Ausgangstext:
/---

Lizenz zum Jobben
Was im Zeugnis steht, kann über die berufliche Zukunft entscheiden. Doch allzu oft ist der Inhalt Glückssache. Dabei gibt es klare Vorschriften, was in ein Zeugnis gehört – und was nicht.
Veröffentlicht am 17. Januar 2006 - 18:09 Uhr
Arbeitszeugnisse sind unentbehrliche Leistungsausweise und entscheidend fürs berufliche Fortkommen eines Arbeitnehmers oder einer Arbeitnehmerin. Immer häufiger haben daher Richter bei der Zeugnisformulierung das letzte Wort. Hier die Antworten von Gerichten auf wichtige Fragen:
Wer hat worauf Anspruch?
Nach Gesetz haben Arbeitnehmende jederzeit Anspruch auf ein Zeugnis, das sich über die Dauer der Anstellung, die Tätigkeit, die Leistungen und das Verhalten während des Anstellungsverhältnisses ausspricht. Im Einverständnis mit dem Angestellten kann der Arbeitgeber eine blosse Arbeitsbestätigung ohne Leistungsbeurteilung ausstellen. Den Anspruch auf ein Vollzeugnis hat das Bundesgericht vor drei Jahren bekräftigt: «Der Arbeitnehmer hat die Wahl, ein qualifiziertes Arbeitszeugnis (Vollzeugnis) oder ein einfaches Zeugnis (Arbeitsbestätigung) zu verlangen. Eine gegen seinen Willen ausgestellte Arbeitsbestätigung kann er somit verweigern.»

\---

Zu erledigen 1: Was kann ein Arbeitnehmer laut dem Text zu Arbeitszeugnissen mit einer gegen seinen Willen ausgestellten Arbeitsbestätigung tun?
Zu erledigen 2: Schreiben Sie bitte aus dem Text zu Arbeitszeugnissen den Abschnitt wortgetreu ab, beginnend bei „Lizenz zum Jobben“ und endend bei „und was nicht.“.
Die anschließende Auflistung ist eigenständiges Material und gehört nicht zum Text zu Arbeitszeugnissen.

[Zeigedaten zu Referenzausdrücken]

/---

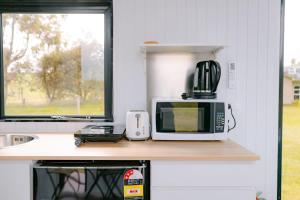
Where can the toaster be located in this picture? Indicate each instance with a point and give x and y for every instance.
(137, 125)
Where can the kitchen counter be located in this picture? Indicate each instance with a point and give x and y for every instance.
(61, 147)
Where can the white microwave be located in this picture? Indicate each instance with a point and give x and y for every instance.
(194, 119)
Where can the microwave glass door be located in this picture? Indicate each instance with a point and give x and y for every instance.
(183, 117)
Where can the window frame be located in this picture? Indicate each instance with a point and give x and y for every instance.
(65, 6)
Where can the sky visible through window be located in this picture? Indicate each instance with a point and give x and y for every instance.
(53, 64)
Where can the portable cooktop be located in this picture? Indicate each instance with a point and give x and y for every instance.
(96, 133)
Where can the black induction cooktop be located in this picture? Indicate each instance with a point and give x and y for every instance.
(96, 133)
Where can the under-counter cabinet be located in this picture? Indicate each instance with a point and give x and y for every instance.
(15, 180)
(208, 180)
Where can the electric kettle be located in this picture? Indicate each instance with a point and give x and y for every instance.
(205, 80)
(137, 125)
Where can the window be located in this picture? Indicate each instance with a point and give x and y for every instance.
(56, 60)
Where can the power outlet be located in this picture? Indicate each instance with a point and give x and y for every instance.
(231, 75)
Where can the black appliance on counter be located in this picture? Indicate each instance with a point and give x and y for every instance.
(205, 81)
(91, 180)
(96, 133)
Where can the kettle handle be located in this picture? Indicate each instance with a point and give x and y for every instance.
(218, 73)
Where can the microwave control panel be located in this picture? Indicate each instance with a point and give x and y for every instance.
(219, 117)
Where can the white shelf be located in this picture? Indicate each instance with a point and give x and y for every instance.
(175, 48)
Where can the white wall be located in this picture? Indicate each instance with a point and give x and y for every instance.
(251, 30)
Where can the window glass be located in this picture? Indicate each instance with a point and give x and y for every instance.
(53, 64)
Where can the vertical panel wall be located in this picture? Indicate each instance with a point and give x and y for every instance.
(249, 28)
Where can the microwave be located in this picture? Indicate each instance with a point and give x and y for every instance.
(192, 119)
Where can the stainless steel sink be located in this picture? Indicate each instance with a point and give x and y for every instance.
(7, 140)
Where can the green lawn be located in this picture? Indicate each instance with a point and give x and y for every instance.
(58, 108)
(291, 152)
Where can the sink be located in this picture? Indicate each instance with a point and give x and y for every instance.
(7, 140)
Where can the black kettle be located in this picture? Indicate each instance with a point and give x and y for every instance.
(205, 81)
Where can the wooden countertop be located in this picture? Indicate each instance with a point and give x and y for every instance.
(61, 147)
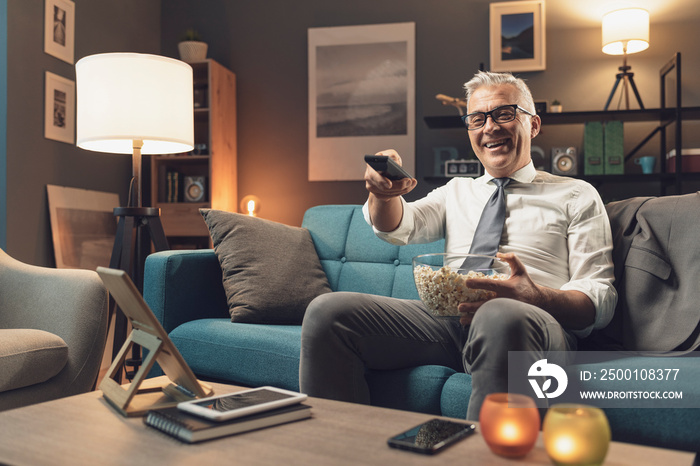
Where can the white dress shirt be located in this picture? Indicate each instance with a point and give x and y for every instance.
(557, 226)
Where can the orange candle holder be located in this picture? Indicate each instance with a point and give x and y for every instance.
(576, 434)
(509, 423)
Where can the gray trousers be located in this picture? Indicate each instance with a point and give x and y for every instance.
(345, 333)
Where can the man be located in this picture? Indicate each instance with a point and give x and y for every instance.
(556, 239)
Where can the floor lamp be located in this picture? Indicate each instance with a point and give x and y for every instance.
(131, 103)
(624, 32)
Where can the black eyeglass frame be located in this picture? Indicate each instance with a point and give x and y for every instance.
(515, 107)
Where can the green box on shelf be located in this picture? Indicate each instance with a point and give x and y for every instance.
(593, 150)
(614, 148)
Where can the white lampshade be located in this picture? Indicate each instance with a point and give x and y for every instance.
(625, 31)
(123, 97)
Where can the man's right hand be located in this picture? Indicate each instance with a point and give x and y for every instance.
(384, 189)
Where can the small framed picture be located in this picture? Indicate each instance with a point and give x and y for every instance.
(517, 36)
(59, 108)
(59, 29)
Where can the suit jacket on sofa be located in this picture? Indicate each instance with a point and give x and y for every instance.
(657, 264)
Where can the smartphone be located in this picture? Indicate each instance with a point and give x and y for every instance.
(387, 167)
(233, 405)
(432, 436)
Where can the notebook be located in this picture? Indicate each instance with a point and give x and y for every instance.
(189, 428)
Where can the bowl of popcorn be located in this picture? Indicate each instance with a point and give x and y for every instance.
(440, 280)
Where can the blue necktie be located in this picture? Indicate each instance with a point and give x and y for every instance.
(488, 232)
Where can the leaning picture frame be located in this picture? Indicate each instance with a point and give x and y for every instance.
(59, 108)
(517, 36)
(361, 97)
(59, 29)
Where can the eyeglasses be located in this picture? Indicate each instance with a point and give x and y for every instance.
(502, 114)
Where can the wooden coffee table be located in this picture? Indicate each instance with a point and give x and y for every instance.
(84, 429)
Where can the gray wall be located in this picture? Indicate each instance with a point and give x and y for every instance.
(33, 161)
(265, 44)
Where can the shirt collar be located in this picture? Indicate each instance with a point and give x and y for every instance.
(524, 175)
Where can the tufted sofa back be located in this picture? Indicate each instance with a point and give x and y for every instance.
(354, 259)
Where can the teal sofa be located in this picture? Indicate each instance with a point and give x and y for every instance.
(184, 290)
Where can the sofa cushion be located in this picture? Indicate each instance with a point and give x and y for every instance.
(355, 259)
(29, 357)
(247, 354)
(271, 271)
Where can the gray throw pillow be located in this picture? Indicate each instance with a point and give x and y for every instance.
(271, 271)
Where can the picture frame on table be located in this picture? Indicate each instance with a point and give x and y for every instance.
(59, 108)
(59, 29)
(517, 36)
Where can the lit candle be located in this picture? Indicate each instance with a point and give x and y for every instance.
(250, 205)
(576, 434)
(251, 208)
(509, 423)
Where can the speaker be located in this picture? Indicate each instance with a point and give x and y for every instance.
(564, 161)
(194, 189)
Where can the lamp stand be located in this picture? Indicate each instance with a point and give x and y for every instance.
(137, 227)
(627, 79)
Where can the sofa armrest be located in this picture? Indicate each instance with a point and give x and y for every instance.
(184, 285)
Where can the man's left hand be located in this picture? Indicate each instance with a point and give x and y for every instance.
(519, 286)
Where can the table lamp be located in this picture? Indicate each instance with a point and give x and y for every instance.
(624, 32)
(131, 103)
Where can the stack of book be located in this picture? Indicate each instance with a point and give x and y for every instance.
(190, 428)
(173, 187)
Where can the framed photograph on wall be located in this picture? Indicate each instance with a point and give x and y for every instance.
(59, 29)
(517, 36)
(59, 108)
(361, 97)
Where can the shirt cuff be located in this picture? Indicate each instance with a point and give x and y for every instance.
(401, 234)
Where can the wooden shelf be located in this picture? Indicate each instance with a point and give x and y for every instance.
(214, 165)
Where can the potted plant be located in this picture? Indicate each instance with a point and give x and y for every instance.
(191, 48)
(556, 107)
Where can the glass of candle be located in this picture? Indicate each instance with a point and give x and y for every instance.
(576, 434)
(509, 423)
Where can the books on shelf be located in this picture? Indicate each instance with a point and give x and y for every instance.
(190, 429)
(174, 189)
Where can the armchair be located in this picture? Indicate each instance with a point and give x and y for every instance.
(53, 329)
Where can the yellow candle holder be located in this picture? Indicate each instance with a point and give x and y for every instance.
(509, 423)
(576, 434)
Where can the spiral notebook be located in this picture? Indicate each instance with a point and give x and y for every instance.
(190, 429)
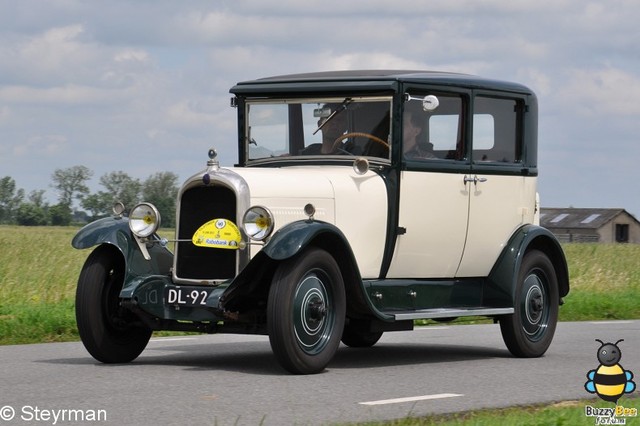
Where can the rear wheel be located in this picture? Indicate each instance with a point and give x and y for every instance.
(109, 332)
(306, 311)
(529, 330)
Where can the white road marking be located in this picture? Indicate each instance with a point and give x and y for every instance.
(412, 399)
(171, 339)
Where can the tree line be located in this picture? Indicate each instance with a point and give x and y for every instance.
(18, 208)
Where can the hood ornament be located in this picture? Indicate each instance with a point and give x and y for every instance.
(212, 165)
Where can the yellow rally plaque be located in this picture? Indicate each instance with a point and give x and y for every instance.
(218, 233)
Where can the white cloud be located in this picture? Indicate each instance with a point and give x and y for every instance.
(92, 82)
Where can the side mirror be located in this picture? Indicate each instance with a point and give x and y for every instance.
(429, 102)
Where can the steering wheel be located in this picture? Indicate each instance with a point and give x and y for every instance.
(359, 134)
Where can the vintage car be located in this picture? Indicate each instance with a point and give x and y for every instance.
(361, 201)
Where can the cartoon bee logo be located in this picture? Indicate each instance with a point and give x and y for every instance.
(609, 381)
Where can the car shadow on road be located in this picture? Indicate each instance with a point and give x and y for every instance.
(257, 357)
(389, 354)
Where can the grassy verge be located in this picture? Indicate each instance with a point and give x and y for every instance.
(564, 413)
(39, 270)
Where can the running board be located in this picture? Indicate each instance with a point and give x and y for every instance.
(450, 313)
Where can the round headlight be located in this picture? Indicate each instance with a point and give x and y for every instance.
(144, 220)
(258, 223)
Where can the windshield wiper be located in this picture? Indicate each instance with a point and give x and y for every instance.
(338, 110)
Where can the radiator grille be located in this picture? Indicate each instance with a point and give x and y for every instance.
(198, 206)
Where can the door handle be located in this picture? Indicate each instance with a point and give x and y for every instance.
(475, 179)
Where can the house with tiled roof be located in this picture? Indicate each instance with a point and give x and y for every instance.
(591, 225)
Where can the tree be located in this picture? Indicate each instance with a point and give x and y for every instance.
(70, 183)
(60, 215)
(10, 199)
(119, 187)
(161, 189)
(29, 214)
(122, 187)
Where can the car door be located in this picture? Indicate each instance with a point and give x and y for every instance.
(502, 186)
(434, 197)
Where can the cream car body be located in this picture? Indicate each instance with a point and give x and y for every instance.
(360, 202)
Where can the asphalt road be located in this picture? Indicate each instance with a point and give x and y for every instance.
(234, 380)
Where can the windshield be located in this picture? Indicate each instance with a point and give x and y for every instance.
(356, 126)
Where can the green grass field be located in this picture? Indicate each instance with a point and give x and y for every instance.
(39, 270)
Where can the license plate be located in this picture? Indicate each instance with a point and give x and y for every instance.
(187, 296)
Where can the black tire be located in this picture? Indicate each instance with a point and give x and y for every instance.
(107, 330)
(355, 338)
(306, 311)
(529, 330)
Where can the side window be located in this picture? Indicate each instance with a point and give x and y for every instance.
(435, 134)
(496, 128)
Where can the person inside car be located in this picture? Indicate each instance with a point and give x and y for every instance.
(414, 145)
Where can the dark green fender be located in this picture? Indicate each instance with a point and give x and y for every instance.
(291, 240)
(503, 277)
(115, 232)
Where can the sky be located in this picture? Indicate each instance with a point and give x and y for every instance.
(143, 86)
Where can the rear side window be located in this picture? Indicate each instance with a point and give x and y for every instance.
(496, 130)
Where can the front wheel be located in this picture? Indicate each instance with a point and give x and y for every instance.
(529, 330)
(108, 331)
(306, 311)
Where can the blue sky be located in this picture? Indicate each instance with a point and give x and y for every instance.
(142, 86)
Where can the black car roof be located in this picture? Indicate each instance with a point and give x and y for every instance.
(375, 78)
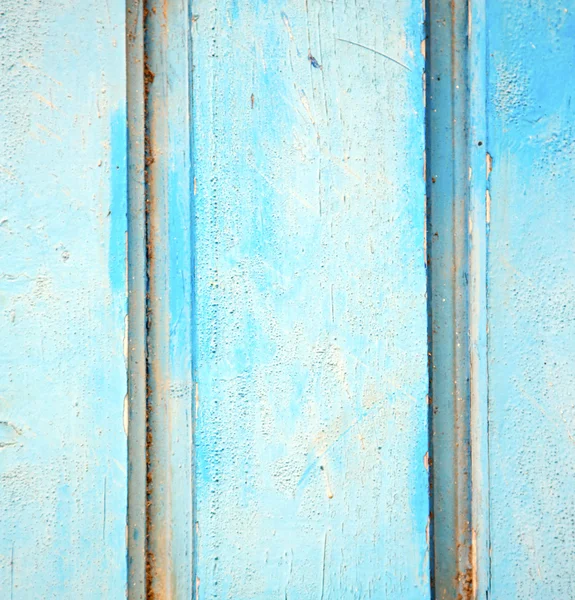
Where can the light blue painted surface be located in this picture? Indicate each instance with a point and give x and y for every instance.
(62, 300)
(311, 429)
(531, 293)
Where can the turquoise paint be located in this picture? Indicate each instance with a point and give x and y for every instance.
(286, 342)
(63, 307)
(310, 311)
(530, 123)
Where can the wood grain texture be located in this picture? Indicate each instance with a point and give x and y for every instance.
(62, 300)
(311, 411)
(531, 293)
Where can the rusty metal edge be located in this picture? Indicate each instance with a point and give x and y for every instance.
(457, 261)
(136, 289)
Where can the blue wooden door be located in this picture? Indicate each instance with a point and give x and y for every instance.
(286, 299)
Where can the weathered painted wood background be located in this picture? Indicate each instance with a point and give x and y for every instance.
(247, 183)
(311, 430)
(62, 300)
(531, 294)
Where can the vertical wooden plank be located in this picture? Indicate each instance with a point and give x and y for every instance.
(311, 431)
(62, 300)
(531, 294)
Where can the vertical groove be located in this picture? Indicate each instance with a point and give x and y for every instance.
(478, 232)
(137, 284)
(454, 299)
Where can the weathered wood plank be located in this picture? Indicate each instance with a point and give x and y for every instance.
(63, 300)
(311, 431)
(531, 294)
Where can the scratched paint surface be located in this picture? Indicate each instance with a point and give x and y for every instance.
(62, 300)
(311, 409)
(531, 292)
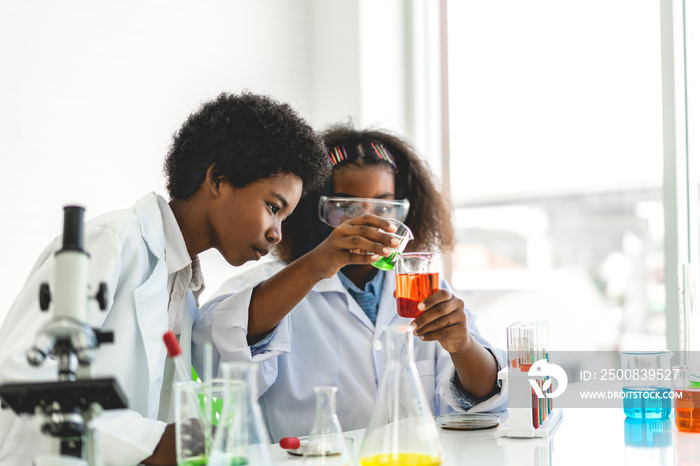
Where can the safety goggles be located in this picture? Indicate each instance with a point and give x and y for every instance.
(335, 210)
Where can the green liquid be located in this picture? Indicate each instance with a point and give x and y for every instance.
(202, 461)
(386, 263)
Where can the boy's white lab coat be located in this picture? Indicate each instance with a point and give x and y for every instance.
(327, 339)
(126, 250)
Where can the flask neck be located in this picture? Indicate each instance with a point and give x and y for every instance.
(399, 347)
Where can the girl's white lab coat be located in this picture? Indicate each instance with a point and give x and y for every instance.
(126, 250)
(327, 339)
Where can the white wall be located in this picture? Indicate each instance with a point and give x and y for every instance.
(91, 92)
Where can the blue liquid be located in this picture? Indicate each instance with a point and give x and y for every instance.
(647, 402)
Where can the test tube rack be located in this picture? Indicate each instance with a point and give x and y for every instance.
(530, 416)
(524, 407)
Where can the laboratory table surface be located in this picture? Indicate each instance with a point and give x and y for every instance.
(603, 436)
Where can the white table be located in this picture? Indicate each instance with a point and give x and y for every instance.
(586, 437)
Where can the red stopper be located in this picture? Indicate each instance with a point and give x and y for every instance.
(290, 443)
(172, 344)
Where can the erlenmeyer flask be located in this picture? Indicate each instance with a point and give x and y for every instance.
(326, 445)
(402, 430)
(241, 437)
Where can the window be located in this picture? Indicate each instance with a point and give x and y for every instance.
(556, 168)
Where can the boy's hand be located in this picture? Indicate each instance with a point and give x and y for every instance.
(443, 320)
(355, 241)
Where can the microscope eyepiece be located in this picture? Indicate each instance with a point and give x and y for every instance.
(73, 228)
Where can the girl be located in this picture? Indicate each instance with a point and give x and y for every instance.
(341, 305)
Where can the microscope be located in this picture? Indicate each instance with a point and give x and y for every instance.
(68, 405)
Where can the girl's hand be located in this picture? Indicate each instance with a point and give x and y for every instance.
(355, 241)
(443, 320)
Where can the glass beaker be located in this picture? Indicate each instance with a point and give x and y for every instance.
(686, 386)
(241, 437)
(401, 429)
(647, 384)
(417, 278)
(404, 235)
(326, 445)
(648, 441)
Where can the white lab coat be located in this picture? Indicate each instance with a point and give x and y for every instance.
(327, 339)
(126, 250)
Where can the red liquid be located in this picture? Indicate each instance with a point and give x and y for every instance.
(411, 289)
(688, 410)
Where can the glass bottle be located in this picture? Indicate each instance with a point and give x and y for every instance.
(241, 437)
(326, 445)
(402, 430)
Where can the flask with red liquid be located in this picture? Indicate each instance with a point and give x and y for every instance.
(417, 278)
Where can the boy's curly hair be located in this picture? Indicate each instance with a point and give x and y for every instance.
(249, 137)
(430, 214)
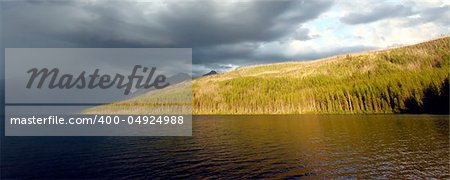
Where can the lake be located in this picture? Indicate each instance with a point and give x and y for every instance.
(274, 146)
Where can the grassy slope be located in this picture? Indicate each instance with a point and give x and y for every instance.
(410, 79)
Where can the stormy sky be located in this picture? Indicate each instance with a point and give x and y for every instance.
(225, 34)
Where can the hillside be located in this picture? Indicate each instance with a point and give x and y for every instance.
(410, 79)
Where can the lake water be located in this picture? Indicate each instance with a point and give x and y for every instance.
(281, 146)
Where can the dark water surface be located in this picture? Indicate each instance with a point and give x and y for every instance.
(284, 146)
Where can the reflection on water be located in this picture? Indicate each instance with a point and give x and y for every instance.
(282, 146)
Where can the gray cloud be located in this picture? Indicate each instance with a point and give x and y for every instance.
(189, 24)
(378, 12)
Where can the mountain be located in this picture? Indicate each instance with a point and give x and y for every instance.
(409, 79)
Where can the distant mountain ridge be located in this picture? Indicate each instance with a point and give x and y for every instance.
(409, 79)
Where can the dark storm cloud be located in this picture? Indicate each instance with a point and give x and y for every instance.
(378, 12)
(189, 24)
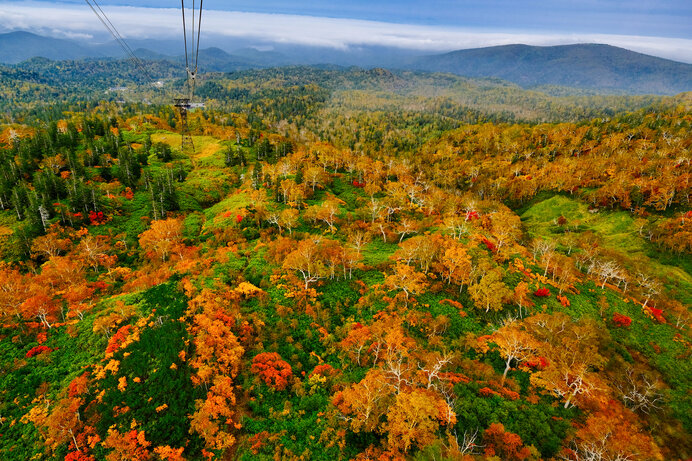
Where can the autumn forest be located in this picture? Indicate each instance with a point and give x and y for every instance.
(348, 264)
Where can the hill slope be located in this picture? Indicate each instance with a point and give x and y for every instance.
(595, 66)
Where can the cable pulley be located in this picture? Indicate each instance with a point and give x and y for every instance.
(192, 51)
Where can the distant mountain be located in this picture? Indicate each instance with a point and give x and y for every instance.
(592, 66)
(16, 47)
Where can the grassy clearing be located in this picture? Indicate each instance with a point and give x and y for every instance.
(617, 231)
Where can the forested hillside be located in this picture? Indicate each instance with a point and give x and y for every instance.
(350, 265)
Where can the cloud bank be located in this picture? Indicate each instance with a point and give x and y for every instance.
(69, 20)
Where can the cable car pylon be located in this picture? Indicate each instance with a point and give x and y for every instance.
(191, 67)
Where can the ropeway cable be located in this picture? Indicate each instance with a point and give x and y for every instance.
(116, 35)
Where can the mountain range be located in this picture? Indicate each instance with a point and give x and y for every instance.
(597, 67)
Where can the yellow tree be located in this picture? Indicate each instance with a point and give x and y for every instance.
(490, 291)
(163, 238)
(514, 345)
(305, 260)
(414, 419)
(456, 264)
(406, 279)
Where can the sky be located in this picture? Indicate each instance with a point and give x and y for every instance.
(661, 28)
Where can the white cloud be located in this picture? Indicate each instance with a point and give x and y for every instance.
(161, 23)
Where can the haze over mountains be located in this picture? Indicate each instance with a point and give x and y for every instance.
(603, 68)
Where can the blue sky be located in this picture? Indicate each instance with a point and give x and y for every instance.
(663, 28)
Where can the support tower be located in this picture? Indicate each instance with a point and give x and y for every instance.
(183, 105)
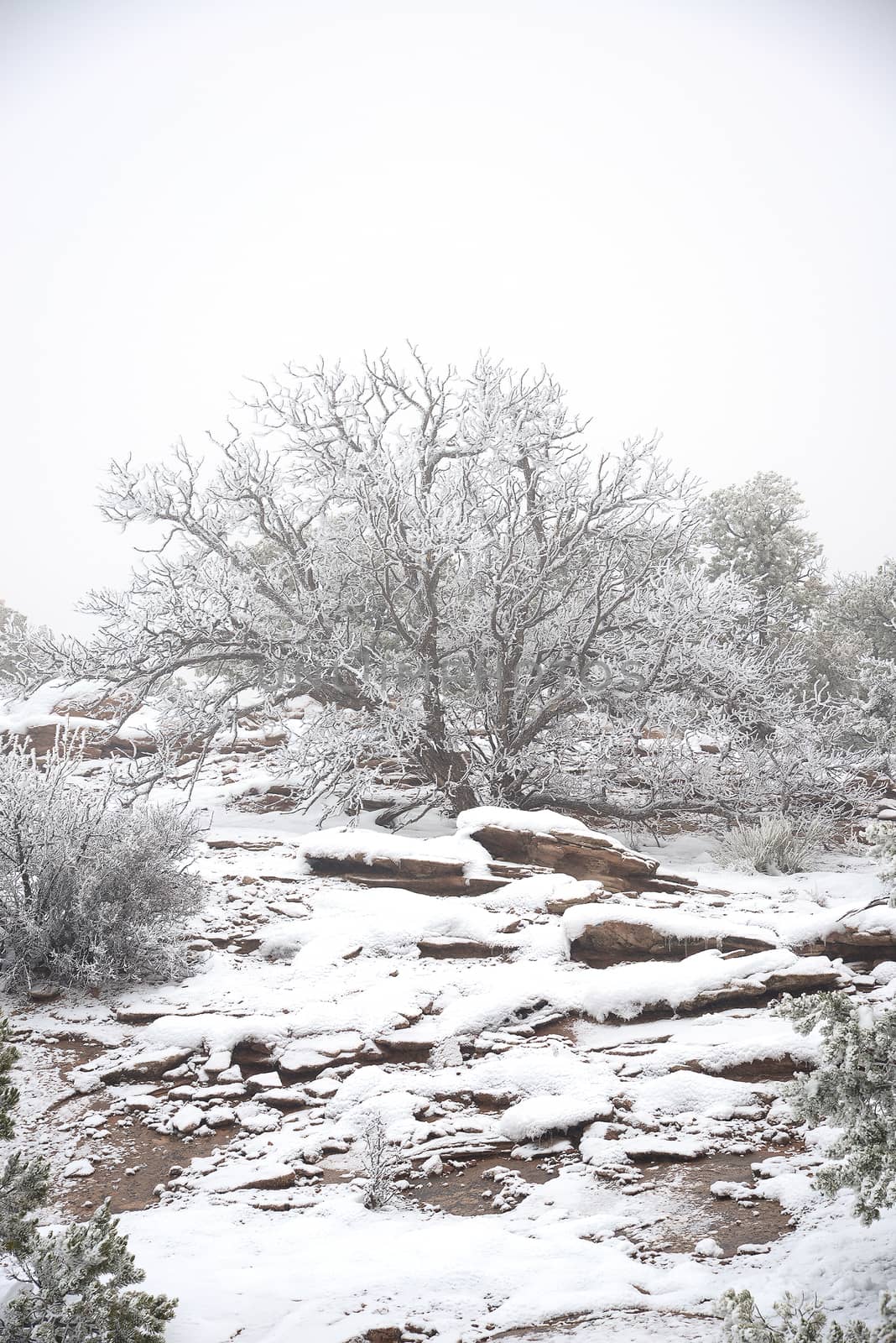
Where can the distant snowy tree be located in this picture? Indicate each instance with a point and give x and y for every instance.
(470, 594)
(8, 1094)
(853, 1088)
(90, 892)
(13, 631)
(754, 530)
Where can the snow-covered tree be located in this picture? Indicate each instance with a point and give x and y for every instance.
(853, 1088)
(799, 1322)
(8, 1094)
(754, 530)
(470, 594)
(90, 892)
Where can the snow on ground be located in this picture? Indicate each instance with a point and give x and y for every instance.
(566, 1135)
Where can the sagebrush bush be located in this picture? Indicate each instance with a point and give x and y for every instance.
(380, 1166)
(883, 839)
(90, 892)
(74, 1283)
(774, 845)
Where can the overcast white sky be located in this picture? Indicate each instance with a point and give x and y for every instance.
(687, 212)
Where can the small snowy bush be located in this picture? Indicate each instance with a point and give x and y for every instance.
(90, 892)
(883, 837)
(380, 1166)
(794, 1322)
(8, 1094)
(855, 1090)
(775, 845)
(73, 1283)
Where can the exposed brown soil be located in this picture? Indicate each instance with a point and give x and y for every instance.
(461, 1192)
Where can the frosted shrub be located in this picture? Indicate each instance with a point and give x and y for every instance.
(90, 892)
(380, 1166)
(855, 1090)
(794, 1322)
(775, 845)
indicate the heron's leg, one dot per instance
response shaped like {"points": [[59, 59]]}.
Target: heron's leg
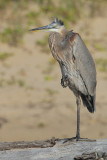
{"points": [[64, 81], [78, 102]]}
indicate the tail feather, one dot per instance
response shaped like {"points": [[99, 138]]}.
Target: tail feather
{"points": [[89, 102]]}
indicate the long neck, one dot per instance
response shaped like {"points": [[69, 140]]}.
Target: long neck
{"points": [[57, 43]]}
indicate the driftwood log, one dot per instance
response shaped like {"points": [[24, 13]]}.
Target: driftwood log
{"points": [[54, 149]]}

\---

Erwartete Antwort 1: Er kann sie verweigern.

Erwartete Antwort 2:
Lizenz zum Jobben
Was im Zeugnis steht, kann über die berufliche Zukunft entscheiden. Doch allzu oft ist der Inhalt Glückssache. Dabei gibt es klare Vorschriften, was in ein Zeugnis gehört – und was nicht.